Collected data entries
● ● ● ●
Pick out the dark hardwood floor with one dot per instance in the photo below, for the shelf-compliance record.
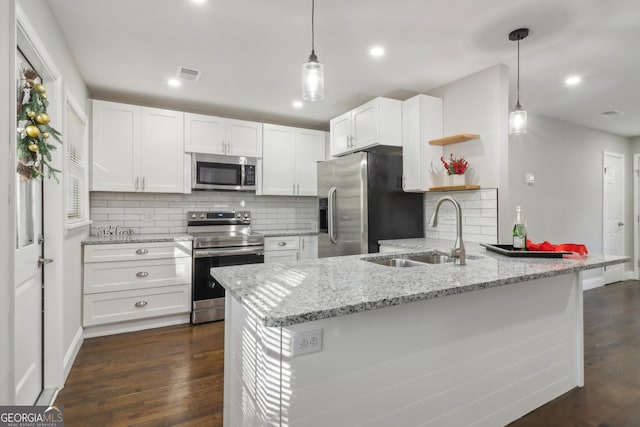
(169, 376)
(174, 376)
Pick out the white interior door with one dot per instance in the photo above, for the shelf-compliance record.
(613, 213)
(28, 286)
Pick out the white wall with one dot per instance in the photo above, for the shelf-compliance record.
(478, 104)
(565, 203)
(63, 277)
(7, 175)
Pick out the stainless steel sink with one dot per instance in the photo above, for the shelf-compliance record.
(435, 258)
(413, 260)
(395, 262)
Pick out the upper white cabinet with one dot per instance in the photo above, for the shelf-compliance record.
(289, 160)
(137, 148)
(378, 122)
(421, 122)
(216, 135)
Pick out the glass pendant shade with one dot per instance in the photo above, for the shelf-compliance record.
(312, 80)
(518, 121)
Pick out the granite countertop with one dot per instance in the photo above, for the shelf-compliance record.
(287, 294)
(282, 233)
(138, 238)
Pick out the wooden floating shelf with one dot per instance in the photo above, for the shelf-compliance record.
(455, 188)
(454, 139)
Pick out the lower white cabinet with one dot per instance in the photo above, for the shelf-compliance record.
(133, 281)
(290, 248)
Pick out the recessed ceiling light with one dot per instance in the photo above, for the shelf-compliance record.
(572, 80)
(376, 51)
(612, 113)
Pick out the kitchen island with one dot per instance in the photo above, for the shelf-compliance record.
(481, 344)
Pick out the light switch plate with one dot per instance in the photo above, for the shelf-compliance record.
(529, 179)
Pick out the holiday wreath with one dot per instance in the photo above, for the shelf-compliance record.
(34, 131)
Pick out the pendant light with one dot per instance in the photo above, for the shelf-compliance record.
(518, 117)
(312, 71)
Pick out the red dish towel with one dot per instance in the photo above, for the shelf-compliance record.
(550, 247)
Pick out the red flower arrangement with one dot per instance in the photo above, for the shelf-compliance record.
(455, 166)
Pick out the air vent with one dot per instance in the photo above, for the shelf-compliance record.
(611, 113)
(188, 74)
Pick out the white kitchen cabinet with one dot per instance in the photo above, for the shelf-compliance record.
(137, 149)
(217, 135)
(289, 162)
(378, 122)
(308, 247)
(421, 122)
(290, 248)
(125, 284)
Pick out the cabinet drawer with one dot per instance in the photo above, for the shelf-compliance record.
(112, 307)
(281, 243)
(129, 275)
(136, 251)
(280, 256)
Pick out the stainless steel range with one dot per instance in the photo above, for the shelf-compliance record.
(220, 239)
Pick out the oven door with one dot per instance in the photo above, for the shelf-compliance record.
(205, 287)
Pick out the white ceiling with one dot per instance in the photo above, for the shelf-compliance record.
(251, 52)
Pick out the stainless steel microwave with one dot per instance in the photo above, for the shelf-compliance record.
(216, 172)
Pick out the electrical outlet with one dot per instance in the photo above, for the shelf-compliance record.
(306, 342)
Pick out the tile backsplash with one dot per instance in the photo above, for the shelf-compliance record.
(479, 215)
(147, 213)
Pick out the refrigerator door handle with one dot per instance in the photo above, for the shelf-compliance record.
(331, 215)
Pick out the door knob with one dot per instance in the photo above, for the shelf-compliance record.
(42, 261)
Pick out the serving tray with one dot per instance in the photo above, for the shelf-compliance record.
(508, 250)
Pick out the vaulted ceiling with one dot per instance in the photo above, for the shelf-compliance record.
(250, 53)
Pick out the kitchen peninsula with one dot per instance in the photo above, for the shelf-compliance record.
(481, 344)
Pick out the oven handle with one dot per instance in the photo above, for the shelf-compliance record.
(208, 253)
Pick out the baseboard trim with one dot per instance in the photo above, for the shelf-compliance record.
(594, 282)
(136, 325)
(72, 353)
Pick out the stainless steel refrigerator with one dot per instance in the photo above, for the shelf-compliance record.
(361, 201)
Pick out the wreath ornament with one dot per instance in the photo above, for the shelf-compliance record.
(34, 131)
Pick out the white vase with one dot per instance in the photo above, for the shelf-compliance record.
(457, 180)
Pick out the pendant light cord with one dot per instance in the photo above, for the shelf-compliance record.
(313, 31)
(518, 82)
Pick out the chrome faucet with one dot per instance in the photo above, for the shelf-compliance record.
(458, 251)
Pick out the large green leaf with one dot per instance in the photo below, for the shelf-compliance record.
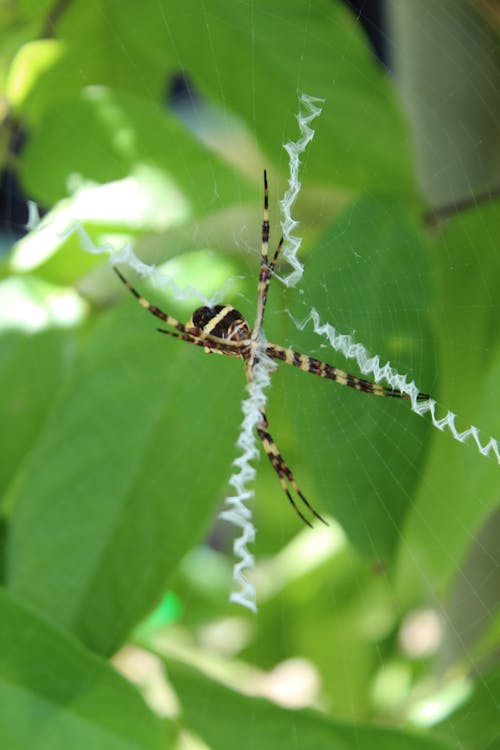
(125, 478)
(31, 370)
(218, 715)
(57, 695)
(460, 487)
(368, 276)
(476, 721)
(251, 60)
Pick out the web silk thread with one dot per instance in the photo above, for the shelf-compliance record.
(237, 511)
(126, 255)
(370, 365)
(242, 478)
(311, 108)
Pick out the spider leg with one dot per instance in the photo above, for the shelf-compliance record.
(283, 471)
(266, 267)
(324, 370)
(185, 333)
(192, 339)
(168, 319)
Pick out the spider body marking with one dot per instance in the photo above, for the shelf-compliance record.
(222, 329)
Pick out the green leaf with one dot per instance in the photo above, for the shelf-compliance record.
(253, 59)
(368, 276)
(122, 135)
(460, 486)
(476, 721)
(218, 714)
(55, 694)
(31, 370)
(125, 478)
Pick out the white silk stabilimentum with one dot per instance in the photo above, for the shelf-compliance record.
(242, 478)
(371, 366)
(291, 243)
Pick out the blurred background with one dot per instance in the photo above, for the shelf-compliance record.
(149, 126)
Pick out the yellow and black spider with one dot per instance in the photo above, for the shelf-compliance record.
(223, 329)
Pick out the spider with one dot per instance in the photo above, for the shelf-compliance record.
(222, 329)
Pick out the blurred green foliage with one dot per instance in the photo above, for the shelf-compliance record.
(117, 444)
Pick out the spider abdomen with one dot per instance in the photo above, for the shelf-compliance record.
(223, 321)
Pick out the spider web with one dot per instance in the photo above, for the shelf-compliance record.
(331, 336)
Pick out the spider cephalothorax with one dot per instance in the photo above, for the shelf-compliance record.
(223, 321)
(224, 330)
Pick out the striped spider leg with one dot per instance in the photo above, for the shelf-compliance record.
(222, 329)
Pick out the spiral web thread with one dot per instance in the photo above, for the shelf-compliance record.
(237, 511)
(370, 365)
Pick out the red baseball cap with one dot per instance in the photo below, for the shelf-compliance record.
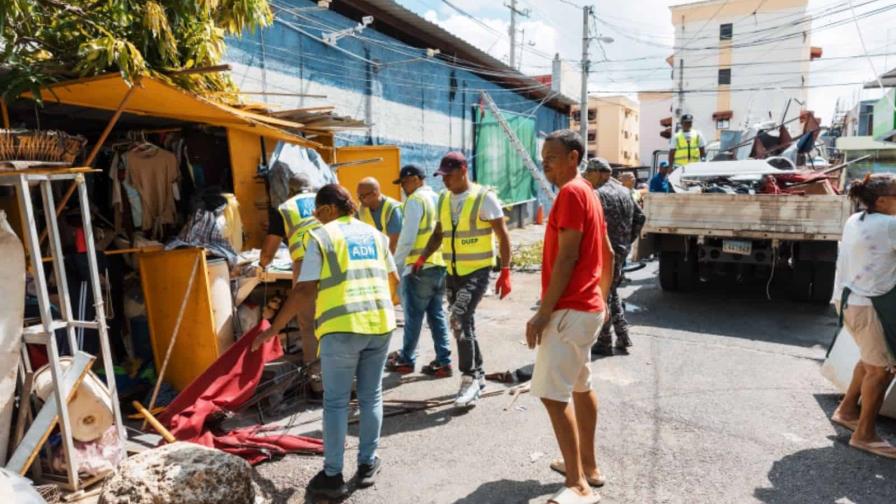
(452, 161)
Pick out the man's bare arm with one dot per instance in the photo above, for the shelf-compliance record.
(500, 229)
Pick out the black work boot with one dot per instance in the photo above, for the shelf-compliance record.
(331, 487)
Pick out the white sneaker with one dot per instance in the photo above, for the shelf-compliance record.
(468, 393)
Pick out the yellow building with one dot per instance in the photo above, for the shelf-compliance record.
(613, 129)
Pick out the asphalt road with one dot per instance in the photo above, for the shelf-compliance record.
(720, 401)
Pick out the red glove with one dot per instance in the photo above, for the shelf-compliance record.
(503, 285)
(418, 264)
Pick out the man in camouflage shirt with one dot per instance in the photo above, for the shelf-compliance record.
(624, 221)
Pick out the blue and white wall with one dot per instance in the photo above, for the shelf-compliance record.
(425, 106)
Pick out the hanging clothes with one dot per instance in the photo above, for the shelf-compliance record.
(153, 172)
(233, 225)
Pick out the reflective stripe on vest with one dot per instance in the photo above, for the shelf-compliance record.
(353, 294)
(384, 214)
(424, 231)
(297, 213)
(469, 244)
(687, 152)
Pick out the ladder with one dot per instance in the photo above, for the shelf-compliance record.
(518, 147)
(55, 409)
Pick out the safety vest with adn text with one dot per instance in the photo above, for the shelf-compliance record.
(424, 231)
(687, 152)
(468, 244)
(384, 214)
(353, 291)
(298, 215)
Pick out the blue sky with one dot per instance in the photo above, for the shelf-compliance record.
(556, 26)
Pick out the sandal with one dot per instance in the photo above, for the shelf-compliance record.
(569, 496)
(881, 448)
(847, 424)
(560, 466)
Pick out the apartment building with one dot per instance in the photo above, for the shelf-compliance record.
(613, 129)
(740, 62)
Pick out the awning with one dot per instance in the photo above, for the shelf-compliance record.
(155, 98)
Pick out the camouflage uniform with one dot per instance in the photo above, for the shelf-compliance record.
(624, 221)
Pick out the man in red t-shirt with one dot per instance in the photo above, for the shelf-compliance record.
(577, 269)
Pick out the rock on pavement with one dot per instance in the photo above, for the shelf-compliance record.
(185, 473)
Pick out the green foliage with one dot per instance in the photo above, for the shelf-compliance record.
(43, 41)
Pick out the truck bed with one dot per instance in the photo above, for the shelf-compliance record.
(761, 216)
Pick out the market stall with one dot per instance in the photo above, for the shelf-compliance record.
(179, 199)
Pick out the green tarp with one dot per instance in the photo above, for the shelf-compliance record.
(497, 163)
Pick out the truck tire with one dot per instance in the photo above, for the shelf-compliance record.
(669, 262)
(822, 281)
(687, 270)
(801, 283)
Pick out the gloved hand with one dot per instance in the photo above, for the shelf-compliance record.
(502, 287)
(418, 264)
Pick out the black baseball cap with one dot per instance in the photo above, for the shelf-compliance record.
(409, 171)
(452, 161)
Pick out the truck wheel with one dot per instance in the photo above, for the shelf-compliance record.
(688, 272)
(822, 281)
(669, 270)
(801, 283)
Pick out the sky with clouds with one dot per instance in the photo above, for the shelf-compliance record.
(643, 29)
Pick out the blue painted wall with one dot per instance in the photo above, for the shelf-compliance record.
(437, 89)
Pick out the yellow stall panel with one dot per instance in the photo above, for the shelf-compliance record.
(385, 171)
(165, 276)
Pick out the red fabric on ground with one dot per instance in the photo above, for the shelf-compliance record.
(228, 383)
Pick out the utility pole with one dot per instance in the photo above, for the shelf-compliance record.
(586, 66)
(513, 13)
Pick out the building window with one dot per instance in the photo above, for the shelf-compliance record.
(724, 76)
(726, 31)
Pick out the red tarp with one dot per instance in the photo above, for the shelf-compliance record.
(228, 383)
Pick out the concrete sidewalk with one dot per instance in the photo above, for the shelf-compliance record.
(720, 401)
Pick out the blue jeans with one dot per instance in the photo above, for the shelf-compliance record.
(422, 294)
(342, 356)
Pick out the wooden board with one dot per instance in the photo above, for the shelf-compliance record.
(164, 276)
(12, 312)
(385, 171)
(46, 419)
(791, 217)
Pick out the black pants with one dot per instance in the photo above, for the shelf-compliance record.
(616, 311)
(464, 294)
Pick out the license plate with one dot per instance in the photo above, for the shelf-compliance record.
(740, 247)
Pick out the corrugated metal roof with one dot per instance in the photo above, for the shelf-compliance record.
(394, 20)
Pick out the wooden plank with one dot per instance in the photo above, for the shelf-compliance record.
(46, 419)
(814, 217)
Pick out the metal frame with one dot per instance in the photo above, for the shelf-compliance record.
(44, 332)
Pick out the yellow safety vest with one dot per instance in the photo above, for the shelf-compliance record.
(298, 216)
(686, 152)
(385, 214)
(469, 244)
(353, 292)
(424, 231)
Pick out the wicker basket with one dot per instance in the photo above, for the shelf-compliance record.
(46, 146)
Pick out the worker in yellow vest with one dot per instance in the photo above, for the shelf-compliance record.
(345, 282)
(379, 210)
(470, 217)
(422, 291)
(297, 213)
(687, 146)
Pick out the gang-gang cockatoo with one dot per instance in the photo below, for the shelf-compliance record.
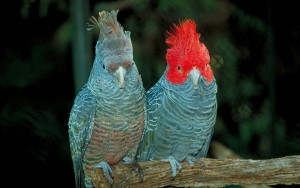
(182, 105)
(107, 117)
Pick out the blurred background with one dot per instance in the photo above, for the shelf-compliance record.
(46, 55)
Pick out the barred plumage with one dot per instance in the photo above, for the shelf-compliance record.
(182, 105)
(107, 118)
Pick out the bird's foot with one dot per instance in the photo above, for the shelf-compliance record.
(174, 165)
(108, 173)
(192, 160)
(135, 166)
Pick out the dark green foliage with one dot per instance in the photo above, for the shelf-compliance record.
(254, 50)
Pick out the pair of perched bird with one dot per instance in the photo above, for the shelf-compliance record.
(114, 120)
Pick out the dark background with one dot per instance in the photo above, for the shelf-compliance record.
(254, 48)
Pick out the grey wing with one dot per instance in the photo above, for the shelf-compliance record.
(154, 99)
(210, 122)
(80, 128)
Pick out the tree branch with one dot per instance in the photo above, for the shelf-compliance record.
(218, 173)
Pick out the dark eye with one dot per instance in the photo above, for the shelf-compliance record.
(127, 65)
(178, 67)
(113, 67)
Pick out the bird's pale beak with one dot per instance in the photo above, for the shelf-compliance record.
(120, 74)
(194, 75)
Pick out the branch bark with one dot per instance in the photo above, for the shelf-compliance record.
(218, 173)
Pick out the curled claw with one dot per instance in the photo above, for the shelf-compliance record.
(191, 160)
(174, 165)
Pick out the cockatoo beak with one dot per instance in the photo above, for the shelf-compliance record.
(120, 74)
(194, 75)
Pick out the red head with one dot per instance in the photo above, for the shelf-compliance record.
(186, 53)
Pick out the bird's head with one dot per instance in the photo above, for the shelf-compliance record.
(114, 48)
(187, 57)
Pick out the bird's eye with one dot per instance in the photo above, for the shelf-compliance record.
(127, 65)
(178, 67)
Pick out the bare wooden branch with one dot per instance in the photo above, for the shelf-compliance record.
(218, 173)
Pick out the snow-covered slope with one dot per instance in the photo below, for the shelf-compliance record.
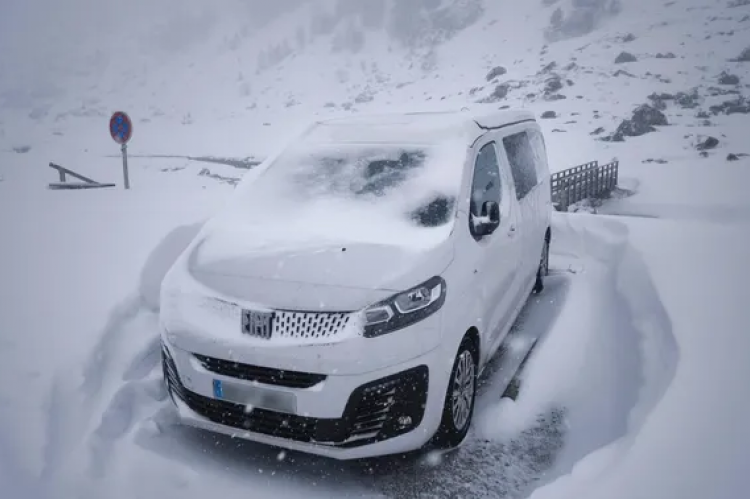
(211, 80)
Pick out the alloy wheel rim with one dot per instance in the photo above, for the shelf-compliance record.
(463, 390)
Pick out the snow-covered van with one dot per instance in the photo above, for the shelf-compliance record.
(348, 295)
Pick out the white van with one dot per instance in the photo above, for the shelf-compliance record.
(346, 298)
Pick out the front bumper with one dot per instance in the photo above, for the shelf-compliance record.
(396, 409)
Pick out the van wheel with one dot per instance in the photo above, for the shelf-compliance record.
(458, 408)
(543, 270)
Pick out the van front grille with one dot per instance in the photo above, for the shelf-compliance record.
(308, 325)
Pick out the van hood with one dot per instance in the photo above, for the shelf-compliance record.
(356, 265)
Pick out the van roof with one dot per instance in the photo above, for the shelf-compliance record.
(413, 127)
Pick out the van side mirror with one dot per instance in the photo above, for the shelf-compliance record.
(489, 220)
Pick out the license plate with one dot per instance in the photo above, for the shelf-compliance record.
(261, 398)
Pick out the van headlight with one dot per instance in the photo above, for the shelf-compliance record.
(406, 308)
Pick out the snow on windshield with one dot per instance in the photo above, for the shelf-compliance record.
(378, 193)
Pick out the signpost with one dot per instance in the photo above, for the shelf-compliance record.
(121, 130)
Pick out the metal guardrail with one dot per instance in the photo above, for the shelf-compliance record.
(587, 181)
(86, 183)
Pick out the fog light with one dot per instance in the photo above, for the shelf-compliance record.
(404, 421)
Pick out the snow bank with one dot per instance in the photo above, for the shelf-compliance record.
(685, 438)
(608, 358)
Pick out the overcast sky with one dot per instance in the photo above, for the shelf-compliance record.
(38, 34)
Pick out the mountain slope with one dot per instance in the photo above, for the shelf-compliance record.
(216, 82)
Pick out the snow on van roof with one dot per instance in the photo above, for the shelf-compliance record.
(415, 128)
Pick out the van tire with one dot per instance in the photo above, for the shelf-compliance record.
(543, 270)
(462, 385)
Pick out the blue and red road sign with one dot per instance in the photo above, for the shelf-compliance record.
(120, 127)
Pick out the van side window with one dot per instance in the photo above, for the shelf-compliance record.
(540, 150)
(522, 162)
(486, 185)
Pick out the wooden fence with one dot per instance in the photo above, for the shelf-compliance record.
(588, 181)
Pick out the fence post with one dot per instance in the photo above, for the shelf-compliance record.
(616, 166)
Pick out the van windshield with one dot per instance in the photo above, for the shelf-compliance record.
(385, 189)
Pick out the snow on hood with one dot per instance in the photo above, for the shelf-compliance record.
(373, 216)
(353, 265)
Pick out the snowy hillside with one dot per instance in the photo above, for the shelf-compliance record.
(644, 315)
(214, 79)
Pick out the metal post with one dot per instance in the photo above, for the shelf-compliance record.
(125, 177)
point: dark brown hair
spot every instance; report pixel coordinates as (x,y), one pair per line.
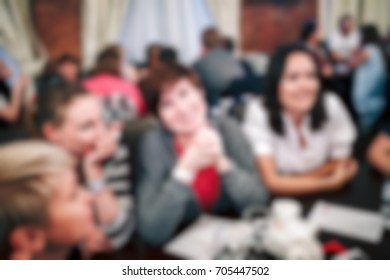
(49,106)
(164,77)
(108,61)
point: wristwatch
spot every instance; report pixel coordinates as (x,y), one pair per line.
● ● ● ●
» **Task**
In the entries above, find each line with the string "point" and copy it.

» **Task solution**
point: dark brown hair
point: wristwatch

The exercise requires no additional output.